_Exercise requirements_.
a. According to the trial report, how many patients finished the study?
b. From the trial report, output the passage that starts at the words "A total of 40" and ends after the words "(93.8%) were single.".

_Text for analysis_.
# # # # #
Patients were selected from outpatient chemotherapy clinic in Tabriz. Forty young adults suffering from acute lymphoblastic leukemia were enrolled in the trial. Patients were eligible for inclusion if they aged over 16 years. The study was open to patients being treated according to Cancer and Leukemia Group B (CALGB) 8811 chemotherapy regimen for ALL in adults. The applied regimen described by Larson et.al consisted of five courses: “the induction phase (course I) consisted of a single dose of cyclophosphamide on first day, 3 consecutive days of daunorubicin, weekly vincristine, biweekly subcutaneous (SC) L-asparaginase, and 3 weeks of prednisone. Early intensification (course II) included 2 months of treatment using cyclophosphamide, SC cytarabine, oral 6-mercaptopurine (6-MP), vincristine, SC L-asparaginase and also intrathecal (IT) methotrexate. In course III, the CNS prophylaxis was completed with cranial irradiation (2,400 cGy) and 5 weekly doses of IT methotrexate with daily 6-MP, followed by a maintenance period of daily oral 6-MP and weekly oral methotrexate. Course IV was a late intensification course lasting 8 weeks, followed by prolonged maintenance treatment (course V) with daily 6-MP and weekly methotrexate plus monthly pulses of vincristine and prednisone”.20

Patients were recruited from oncology clinic at the initiation of maintenance course of their chemotherapy treatment. During the study four subjects were dismissed from each group. One patient was lost to be followed up, one patient died during the observation period; six patients initially consented and then refused to continue as a participant in our study because of the following reasons: (1) their symptoms were get worsening, (2) chose not to continue chemotherapy and (3) they could not tolerate the daily dosage of taurine.

Data Analysis

Statistical analysis was carried out using Statistical Package for the Social Science for Windows (SPSS, version 13.0). Patient’s demographic data and differences in the proportion of ALL patients in taurine and control groups were analyzed using Pearson’s Chi square test (Fisher’s exact test).

Data was expressed as the mean ± S.D. Independent sample t-test or Mann Whitney U test were used for comparison of differences between the groups. P-value <0.05 was accepted to indicate statistical significance.

Results

A total of 40 ALL patients were enrolled in the study during their maintenance therapy and 32 patients (80%) were finished the study. The study population was divided into taurine and placebo groups, using simple randomization method. Of the 32 randomized patients, 56.3% were male and 43.8% were female, with median age of 19.16±1.95 years (ranged from 16 to 23); the mean age of the control patients was 19.12±1.82 years and that of the taurine supplemented patients was 19.19±2.14 years. Most of them (93.8%) were single.
# # # # #
(Referring expression pointing data)
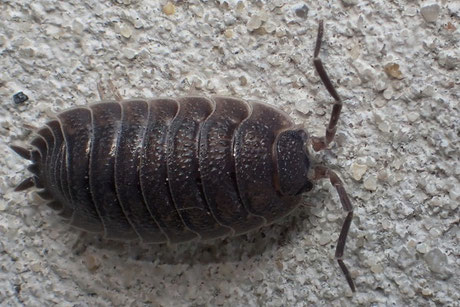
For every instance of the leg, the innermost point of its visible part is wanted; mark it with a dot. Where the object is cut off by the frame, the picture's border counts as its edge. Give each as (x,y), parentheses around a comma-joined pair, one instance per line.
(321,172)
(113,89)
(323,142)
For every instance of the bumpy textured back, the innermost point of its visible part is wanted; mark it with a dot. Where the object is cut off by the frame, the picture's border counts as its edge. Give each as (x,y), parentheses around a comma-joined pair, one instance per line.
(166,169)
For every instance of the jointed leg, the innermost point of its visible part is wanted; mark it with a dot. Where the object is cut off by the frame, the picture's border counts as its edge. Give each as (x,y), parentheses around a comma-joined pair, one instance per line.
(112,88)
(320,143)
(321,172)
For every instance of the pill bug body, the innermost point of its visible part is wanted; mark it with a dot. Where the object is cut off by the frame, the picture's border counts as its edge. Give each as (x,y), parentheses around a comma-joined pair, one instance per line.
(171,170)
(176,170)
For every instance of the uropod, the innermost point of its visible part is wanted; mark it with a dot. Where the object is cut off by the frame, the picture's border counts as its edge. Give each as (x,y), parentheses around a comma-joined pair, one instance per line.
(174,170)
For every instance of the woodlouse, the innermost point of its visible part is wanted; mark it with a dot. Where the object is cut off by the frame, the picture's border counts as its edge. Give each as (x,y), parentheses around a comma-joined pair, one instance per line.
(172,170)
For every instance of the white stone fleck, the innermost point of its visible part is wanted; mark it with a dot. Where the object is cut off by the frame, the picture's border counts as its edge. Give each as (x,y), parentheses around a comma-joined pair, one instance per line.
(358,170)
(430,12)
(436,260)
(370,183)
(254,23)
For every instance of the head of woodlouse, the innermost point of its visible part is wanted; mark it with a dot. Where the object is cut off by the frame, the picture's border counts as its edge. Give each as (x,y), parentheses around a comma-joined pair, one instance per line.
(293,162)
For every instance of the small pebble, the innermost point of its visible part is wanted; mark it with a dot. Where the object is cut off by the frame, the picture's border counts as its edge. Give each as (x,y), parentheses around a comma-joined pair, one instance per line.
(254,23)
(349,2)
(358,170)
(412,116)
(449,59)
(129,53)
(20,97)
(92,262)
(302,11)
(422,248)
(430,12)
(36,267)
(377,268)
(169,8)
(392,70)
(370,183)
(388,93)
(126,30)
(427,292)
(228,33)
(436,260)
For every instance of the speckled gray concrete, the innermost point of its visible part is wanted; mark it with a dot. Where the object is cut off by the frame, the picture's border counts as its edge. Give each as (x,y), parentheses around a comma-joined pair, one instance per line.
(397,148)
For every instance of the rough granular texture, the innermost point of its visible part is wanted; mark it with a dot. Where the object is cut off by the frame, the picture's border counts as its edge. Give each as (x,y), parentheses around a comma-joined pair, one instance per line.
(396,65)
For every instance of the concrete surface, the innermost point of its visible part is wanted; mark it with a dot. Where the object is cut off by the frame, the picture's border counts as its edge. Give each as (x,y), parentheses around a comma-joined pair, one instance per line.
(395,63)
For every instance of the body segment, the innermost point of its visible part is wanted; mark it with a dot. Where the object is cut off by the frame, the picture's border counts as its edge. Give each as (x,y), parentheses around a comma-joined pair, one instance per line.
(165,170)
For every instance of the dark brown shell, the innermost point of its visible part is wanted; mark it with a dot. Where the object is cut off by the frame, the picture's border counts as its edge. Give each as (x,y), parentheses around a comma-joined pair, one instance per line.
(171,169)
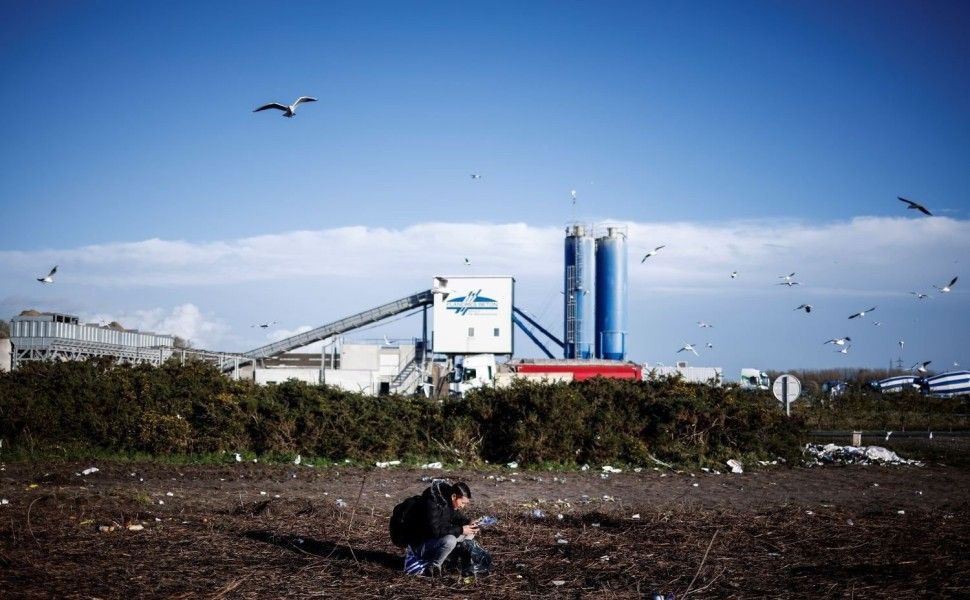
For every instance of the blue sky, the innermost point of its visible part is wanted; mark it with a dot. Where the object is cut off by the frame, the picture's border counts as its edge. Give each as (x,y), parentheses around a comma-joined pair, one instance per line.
# # # # #
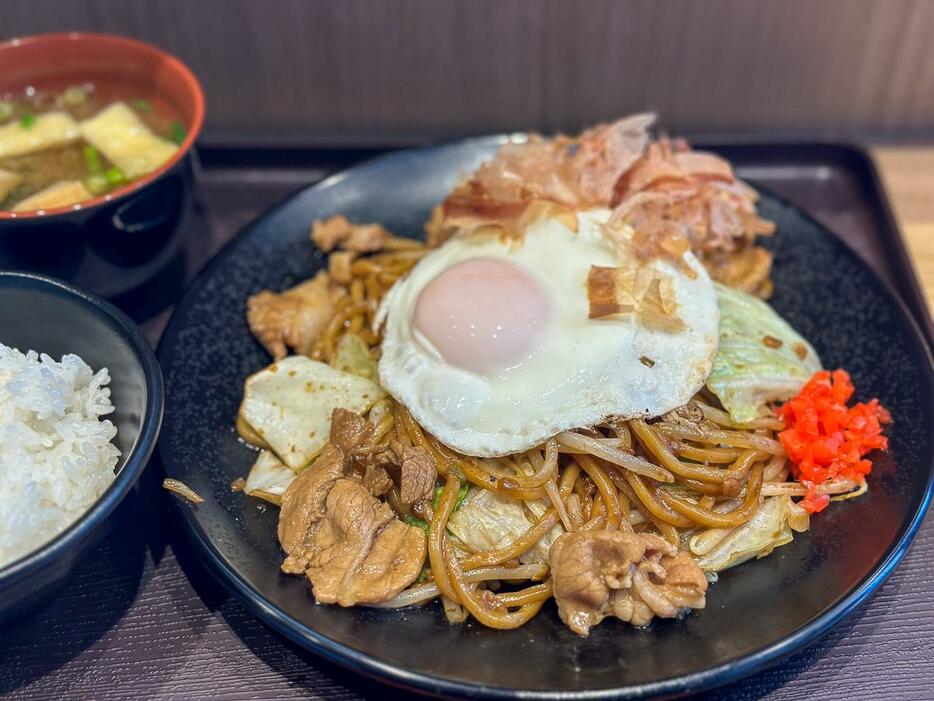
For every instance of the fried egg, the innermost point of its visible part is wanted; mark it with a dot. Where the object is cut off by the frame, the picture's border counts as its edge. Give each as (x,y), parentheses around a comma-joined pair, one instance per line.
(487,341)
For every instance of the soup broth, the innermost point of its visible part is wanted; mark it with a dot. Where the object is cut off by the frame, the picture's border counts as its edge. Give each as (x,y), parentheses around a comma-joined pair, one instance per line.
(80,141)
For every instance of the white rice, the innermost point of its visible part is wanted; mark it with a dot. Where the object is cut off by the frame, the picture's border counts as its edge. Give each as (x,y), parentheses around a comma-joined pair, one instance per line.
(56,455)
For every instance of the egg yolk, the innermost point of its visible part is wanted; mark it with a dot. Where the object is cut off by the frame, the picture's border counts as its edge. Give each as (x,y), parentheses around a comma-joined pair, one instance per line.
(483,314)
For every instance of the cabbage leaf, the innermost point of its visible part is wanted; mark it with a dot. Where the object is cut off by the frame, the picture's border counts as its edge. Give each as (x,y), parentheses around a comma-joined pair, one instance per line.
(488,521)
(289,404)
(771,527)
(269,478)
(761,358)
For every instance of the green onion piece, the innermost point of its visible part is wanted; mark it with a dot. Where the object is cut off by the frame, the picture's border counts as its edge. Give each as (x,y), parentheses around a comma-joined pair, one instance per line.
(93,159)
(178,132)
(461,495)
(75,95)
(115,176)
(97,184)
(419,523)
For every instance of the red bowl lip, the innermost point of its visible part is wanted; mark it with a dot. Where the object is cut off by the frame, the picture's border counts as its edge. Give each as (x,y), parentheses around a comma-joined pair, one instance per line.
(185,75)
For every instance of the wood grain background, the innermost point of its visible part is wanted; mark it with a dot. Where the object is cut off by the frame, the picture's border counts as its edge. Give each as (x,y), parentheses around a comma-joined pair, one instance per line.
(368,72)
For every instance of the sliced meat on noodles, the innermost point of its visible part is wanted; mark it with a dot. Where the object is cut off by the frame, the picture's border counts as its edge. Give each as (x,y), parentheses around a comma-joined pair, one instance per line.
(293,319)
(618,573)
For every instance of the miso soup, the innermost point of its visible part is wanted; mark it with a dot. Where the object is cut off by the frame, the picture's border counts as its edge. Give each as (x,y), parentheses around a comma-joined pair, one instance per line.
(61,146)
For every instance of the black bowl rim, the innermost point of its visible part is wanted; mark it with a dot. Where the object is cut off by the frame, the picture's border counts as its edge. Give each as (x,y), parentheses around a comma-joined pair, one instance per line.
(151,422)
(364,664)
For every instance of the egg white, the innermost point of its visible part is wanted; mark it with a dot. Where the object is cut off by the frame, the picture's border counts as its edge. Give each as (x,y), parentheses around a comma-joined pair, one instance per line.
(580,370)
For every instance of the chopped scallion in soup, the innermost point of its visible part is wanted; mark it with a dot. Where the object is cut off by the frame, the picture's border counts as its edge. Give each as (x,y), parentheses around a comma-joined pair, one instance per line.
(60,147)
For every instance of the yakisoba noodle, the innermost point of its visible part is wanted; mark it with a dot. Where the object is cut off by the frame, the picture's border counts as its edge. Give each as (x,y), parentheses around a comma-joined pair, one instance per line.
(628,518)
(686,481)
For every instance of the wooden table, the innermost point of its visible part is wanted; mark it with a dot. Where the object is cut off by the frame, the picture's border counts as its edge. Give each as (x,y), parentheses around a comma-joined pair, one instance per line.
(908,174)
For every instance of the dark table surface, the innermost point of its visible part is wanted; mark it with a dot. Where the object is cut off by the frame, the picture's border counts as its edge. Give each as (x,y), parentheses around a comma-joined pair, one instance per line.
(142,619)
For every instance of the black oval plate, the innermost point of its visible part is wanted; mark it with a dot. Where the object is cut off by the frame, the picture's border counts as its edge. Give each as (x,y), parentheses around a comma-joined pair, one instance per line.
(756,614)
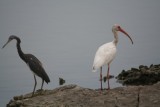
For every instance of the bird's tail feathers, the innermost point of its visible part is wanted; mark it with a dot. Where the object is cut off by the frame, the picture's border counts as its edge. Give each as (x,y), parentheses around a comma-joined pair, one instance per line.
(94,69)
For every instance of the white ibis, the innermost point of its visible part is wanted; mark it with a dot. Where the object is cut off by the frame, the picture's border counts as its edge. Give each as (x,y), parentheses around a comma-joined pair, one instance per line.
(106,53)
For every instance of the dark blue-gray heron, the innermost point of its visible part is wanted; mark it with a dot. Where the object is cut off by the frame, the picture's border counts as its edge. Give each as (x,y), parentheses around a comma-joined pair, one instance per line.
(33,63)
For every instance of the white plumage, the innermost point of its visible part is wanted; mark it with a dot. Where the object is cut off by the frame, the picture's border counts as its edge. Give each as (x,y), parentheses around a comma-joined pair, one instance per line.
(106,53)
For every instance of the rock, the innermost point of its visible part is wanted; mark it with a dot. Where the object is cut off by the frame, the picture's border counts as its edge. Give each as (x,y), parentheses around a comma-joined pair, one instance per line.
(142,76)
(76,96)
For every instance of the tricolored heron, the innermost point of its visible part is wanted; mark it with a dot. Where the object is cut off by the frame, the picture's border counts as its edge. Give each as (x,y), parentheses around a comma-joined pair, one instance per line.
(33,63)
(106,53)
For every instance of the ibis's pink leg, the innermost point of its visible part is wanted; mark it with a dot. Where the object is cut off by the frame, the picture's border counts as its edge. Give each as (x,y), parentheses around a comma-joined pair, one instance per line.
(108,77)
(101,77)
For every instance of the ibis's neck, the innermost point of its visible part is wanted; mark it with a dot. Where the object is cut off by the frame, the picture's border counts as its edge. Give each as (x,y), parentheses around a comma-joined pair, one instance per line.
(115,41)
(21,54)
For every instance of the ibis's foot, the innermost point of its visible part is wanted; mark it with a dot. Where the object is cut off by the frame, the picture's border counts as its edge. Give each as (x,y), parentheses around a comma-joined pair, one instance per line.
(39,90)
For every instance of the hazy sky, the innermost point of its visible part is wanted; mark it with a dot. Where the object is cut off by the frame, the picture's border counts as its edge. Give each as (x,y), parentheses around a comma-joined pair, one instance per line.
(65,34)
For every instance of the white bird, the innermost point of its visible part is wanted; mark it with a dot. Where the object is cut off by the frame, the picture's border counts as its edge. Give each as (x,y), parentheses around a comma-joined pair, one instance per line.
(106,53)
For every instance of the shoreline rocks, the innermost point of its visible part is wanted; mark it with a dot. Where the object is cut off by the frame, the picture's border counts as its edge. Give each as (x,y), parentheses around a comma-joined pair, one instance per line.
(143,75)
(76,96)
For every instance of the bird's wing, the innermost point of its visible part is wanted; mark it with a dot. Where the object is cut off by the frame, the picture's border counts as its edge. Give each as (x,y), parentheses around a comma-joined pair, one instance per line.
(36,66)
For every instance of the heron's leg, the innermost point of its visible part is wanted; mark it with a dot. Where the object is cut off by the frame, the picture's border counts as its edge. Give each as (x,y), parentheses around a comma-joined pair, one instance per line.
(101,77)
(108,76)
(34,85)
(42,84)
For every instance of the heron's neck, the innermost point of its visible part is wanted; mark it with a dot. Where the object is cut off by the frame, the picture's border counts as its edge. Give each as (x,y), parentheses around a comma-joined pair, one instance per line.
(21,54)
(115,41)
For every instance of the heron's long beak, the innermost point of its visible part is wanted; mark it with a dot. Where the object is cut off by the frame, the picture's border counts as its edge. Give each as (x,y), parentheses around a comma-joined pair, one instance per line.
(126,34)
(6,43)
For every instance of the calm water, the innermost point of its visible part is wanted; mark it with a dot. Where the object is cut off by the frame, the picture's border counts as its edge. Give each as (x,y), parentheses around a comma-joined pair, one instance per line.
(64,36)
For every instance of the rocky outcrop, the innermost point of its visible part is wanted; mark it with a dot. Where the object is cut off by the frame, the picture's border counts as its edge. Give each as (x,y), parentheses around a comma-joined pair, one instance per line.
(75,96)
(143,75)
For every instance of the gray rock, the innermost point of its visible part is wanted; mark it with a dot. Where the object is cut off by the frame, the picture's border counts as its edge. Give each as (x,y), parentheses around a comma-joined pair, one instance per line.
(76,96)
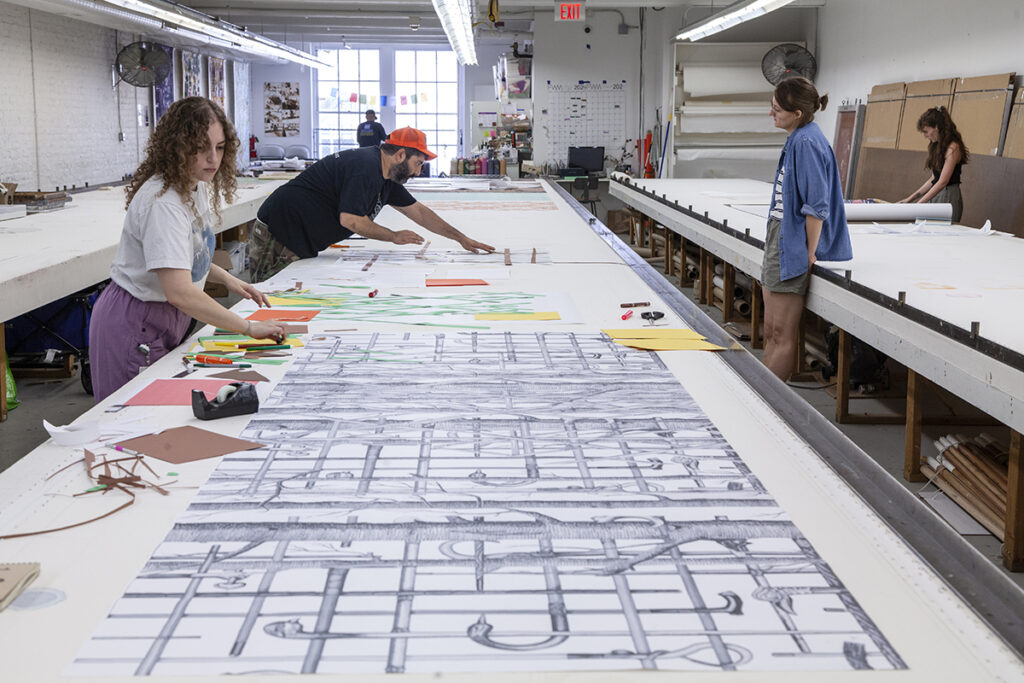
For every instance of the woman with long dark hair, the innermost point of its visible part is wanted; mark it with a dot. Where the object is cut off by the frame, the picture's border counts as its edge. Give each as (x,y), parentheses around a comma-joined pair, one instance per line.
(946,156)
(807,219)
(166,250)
# # # # #
_Solution list_.
a. 32 patients (80%) finished the study.

b.
A total of 40 ALL patients were enrolled in the study during their maintenance therapy and 32 patients (80%) were finished the study. The study population was divided into taurine and placebo groups, using simple randomization method. Of the 32 randomized patients, 56.3% were male and 43.8% were female, with median age of 19.16±1.95 years (ranged from 16 to 23); the mean age of the control patients was 19.12±1.82 years and that of the taurine supplemented patients was 19.19±2.14 years. Most of them (93.8%) were single.